--- START OF Text shown ---
Talk:Levenberg–Marquardt algorithm

This is an old revision of this page, as edited by G.k. (talk | contribs) at 13:46, 27 April 2006. The present address (URL) is a permanent link to this revision, which may differ significantly from the current revision.

Latest comment: 19 years ago by G.k. in topic Improvement by Marqardt

Should

(JTJ + λ)q = -JTf

be

(JTJ + λ I)q = -JTf. ?

The preceding unsigned comment was added by 129.13.70.88 (talk • contribs) on 08:18, 29 August 2005.

Both formulas have the same meaning, namely JTJq + λq = −JTf. As far as I am concerned, it is a matter of taste which you prefer, but the second is perhaps clearer. -- Jitse Niesen (talk) 20:46, 30 August 2005 (UTC)Reply

Transpose

Where f and p are introduced:

fT=(f1, ..., fm), and pT=(p1, ..., pn).

they are presented with superscript T, which I think indicates that they are transposed. But f extends over 1..m, and p extends over 1..n, so I don't understand why both are transposed. Can someone please explain what I am missing here? Thanks. --CarlManaster 22:49, 15 December 2005 (UTC)Reply

I think the reasoning is that (f1, ..., fm) is a row vector. However, we want f to be a column vector. So the transpose is used to convert from rows to columns. It is perhaps clearer to write
f=(f1, ..., fm)T, and p=(p1, ..., pn)T.
--- END OF Text shown ---
--- START OF Material ---
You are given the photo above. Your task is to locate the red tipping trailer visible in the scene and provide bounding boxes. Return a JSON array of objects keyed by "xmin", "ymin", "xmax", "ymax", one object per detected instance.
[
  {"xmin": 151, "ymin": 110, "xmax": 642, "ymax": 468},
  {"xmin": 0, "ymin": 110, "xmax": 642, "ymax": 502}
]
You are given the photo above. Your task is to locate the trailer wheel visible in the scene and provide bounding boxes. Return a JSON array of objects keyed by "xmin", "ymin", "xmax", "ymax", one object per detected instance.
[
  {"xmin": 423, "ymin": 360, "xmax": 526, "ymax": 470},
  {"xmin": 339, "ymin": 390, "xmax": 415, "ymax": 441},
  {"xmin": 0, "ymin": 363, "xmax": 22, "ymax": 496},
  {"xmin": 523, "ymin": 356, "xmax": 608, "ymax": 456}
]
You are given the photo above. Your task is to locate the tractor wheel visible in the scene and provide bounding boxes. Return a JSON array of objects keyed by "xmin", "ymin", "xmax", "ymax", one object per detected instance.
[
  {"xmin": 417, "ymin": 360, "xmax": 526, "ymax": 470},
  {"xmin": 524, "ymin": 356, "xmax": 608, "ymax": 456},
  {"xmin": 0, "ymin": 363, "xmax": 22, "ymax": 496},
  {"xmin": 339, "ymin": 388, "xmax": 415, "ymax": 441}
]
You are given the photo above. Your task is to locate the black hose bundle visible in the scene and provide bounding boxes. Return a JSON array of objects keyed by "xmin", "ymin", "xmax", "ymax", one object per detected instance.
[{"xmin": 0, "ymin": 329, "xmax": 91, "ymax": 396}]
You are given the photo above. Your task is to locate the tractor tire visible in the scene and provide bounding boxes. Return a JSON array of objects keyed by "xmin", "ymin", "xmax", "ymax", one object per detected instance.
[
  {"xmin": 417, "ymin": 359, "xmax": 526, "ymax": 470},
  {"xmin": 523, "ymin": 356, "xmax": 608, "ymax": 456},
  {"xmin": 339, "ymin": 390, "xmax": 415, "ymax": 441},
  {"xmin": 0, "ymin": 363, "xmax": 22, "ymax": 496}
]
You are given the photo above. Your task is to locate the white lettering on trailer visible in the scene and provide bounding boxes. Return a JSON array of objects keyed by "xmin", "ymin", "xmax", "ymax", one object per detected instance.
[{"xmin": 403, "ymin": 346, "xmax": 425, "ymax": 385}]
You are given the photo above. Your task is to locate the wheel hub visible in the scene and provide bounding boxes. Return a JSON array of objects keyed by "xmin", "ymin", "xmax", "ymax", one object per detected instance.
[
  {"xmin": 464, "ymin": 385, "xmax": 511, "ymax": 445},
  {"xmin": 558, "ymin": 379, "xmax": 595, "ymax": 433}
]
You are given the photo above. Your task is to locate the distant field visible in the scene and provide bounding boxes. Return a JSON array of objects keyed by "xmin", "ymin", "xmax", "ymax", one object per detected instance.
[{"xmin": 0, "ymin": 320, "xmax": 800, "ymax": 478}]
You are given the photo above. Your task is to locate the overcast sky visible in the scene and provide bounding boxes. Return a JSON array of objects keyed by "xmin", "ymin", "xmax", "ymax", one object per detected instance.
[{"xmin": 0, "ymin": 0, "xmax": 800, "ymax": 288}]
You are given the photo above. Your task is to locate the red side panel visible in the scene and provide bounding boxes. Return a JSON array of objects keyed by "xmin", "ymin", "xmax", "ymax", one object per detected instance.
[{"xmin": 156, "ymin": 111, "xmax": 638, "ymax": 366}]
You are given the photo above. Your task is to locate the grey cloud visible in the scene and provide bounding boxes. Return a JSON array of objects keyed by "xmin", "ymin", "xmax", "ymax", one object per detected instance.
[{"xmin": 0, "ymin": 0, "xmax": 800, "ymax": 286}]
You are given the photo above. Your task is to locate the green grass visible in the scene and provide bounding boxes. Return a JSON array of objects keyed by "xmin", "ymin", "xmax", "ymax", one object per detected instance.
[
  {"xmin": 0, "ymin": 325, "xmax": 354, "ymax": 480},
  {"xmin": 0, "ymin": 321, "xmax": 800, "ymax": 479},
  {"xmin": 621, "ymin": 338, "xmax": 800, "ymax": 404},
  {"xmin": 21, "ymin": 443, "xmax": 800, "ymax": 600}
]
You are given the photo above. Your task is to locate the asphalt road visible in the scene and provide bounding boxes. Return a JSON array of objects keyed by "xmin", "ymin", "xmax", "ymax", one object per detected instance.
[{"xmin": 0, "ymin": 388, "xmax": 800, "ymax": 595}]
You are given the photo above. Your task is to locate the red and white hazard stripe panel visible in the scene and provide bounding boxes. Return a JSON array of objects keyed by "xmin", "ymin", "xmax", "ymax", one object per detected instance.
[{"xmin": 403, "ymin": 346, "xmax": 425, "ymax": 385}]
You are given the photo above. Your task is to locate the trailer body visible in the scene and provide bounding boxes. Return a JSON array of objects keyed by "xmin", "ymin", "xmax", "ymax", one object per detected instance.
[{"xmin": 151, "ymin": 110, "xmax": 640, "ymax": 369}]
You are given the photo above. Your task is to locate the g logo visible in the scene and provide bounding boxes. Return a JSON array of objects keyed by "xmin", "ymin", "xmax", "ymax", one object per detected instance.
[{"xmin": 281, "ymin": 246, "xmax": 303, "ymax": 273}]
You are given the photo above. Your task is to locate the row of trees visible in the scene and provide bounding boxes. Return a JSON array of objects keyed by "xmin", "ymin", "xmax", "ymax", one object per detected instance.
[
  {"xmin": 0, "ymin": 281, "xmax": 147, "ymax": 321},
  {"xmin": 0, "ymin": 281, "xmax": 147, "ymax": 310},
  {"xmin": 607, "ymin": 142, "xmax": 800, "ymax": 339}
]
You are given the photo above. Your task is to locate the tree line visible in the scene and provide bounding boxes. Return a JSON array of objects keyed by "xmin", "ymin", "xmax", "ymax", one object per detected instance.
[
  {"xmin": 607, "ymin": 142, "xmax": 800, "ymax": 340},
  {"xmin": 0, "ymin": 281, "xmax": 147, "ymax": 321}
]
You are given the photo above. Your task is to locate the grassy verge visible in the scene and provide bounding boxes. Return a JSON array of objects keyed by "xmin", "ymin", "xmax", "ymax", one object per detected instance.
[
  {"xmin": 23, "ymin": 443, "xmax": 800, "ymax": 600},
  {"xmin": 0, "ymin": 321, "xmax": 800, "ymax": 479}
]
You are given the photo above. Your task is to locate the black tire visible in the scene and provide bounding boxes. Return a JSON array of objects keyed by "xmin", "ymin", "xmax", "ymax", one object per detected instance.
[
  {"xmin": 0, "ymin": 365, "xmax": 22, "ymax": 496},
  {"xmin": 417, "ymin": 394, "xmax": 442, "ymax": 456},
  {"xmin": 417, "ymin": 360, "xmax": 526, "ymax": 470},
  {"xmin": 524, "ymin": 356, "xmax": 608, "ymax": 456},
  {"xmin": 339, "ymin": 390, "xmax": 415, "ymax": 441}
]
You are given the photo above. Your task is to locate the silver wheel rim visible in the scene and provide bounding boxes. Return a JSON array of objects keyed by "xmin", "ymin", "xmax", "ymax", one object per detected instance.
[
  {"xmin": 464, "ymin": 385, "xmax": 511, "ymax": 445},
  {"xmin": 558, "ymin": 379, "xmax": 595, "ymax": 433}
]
--- END OF Material ---
--- START OF Material ---
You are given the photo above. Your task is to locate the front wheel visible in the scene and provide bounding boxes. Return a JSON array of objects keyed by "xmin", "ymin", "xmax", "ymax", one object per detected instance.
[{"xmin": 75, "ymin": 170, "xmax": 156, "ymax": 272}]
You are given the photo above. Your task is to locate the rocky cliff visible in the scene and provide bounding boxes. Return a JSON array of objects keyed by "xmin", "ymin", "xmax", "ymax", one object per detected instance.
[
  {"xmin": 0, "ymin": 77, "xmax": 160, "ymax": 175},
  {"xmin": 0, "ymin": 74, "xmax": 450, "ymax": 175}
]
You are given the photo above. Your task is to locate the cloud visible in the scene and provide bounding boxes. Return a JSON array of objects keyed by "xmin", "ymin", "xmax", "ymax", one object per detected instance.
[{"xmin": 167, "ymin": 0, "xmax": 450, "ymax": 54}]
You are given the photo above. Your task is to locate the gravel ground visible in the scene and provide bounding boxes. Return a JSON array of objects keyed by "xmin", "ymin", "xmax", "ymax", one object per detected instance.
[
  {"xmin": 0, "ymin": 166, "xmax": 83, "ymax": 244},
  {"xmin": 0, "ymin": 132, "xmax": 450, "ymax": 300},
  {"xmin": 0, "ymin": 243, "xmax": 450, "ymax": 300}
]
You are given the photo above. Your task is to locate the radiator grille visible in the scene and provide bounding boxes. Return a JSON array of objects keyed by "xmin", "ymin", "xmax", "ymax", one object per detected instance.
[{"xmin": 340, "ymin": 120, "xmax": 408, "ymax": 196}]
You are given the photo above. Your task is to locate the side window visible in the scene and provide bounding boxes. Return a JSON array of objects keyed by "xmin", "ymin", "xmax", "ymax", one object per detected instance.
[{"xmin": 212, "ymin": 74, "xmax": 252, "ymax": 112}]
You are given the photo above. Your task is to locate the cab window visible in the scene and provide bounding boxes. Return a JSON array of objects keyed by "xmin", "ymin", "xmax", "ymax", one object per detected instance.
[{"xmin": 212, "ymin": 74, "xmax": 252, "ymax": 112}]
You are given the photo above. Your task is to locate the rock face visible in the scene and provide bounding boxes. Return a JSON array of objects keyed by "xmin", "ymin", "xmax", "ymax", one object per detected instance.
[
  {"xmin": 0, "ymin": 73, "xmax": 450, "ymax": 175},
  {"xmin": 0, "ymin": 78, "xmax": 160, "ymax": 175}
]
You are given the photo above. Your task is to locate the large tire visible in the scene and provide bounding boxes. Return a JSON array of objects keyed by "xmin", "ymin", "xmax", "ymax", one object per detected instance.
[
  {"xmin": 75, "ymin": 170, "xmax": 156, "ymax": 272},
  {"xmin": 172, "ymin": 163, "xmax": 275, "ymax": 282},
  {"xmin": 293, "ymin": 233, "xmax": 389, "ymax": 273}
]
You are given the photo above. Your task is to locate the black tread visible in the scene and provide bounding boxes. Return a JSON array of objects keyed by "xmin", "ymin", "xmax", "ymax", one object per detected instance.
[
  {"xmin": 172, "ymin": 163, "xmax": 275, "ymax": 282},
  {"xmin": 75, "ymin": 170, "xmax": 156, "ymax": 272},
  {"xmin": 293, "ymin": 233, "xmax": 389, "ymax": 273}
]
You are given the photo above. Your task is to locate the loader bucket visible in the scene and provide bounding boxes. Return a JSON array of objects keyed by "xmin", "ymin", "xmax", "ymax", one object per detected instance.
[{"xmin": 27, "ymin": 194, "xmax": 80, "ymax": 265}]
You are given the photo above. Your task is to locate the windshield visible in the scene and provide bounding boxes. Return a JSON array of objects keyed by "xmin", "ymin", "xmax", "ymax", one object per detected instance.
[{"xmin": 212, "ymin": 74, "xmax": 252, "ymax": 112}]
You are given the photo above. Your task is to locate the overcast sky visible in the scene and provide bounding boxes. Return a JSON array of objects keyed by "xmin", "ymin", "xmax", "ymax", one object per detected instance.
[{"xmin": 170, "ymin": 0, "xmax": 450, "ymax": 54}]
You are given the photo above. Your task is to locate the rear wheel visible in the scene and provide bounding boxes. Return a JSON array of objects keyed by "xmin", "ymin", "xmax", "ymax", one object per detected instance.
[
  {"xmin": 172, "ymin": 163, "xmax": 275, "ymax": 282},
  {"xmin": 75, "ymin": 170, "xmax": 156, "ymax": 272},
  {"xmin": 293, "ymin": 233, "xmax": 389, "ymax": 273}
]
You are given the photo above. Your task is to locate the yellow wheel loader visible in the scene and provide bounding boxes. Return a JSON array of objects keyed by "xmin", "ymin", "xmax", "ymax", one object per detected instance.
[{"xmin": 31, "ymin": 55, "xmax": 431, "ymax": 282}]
--- END OF Material ---
--- START OF Material ---
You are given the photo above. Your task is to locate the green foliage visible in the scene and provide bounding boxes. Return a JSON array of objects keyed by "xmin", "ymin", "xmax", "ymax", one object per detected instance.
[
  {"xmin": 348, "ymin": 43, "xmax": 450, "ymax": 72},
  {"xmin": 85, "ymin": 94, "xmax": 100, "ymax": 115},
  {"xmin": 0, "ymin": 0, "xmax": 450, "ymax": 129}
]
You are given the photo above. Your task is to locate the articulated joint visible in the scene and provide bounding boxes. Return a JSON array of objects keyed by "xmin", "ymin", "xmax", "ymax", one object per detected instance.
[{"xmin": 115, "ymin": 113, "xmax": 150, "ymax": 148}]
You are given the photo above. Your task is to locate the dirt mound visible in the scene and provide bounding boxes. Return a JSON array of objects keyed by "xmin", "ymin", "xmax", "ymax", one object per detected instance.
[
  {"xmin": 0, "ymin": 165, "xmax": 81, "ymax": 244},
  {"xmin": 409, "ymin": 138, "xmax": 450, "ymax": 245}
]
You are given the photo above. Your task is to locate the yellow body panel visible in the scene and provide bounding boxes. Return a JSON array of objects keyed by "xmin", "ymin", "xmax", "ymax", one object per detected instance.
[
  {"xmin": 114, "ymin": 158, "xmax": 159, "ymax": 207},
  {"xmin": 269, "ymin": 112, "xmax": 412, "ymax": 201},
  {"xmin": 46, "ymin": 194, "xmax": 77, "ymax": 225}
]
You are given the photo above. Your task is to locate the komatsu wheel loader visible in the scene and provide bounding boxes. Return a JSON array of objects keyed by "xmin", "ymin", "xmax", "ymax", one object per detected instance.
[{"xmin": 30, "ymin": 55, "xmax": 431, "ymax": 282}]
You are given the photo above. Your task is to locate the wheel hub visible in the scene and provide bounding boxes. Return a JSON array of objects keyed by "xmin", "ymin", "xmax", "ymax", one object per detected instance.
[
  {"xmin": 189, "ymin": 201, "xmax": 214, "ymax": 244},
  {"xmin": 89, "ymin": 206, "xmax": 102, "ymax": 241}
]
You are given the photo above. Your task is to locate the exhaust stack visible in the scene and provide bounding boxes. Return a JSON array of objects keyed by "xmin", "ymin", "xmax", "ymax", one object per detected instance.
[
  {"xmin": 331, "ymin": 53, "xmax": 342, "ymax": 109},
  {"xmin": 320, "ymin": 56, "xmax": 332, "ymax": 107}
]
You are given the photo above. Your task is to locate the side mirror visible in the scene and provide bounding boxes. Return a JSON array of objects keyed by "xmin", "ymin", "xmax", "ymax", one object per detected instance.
--- END OF Material ---
§ **Aim**
Carry on the Levenberg–Marquardt talk page discussion above, picking up right after its last sentence.

§ **The response**
To be honest, many mathematical texts do not bother to distinguish between row and column vectors, hoping that the reader can deduce from the context which one is meant.
Perhaps you know this, and your question is: why do we want to use a column vector? Well, f has to be a column vector because fTf further down the article should be a inner product, and p has to be a column vector because it's added to q, which is a column vector because otherwise the product Jq does not make sense. -- Jitse Niesen (talk) 23:19, 15 December 2005 (UTC)Reply

Improvement by Marqardt

What's about the improvement Marquardt made to the algorithm? He replaced I by diag[H], i.e. the diagonal of the (approximated) Hessian, to incorporate some local curvature estimation. This makes the algorithm go further in directions of smaller gradient to get out of narrow valleys on the error surface.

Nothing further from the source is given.